WHAT IS EXPECTED:
Rewrite each line of the entries below as a Markdown table with two columns, "Row" for a running number and "Line" for the line itself. Leave out blank lines.

Excerpts from a point labeling dataset:
* * * * * * * * *
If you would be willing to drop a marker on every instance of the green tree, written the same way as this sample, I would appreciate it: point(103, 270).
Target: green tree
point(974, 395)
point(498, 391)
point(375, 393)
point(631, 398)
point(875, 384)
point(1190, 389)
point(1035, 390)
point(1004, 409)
* * * * * * * * *
RESPONSE TO THIS EXERCISE:
| Row | Line |
|---|---|
| 1 | If you would be willing to drop a marker on every instance of the green tree, written the same way as this sample, I would appreciate it: point(103, 270). |
| 2 | Target: green tree |
| 3 | point(974, 395) |
| 4 | point(498, 391) |
| 5 | point(375, 393) |
| 6 | point(631, 398) |
| 7 | point(875, 384) |
| 8 | point(1190, 389) |
| 9 | point(1035, 390) |
| 10 | point(1004, 409) |